-- Begin --
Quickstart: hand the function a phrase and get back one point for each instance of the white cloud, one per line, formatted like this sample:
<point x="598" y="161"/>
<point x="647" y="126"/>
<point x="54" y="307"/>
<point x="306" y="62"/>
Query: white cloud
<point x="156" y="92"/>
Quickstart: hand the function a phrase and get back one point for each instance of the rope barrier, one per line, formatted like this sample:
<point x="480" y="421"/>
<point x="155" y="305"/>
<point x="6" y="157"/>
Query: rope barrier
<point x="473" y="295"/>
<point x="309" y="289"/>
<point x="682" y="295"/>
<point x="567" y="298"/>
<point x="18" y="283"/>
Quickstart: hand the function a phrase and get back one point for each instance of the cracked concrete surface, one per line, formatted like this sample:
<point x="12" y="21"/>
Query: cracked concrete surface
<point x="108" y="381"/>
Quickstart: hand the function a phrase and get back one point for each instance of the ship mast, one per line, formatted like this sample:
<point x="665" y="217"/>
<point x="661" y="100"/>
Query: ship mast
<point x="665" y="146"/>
-- End --
WHAT TO PRODUCE:
Please arrange everything from the line containing "of the ship" down to the end of the data as a numbered list, leaving out any blank lines.

REPLY TO THE TASK:
1. Quickstart: hand the function a phrase and get back one point for each instance of the ship mast, one per line, formatted like this sample:
2. <point x="665" y="217"/>
3. <point x="661" y="100"/>
4. Query: ship mast
5. <point x="665" y="146"/>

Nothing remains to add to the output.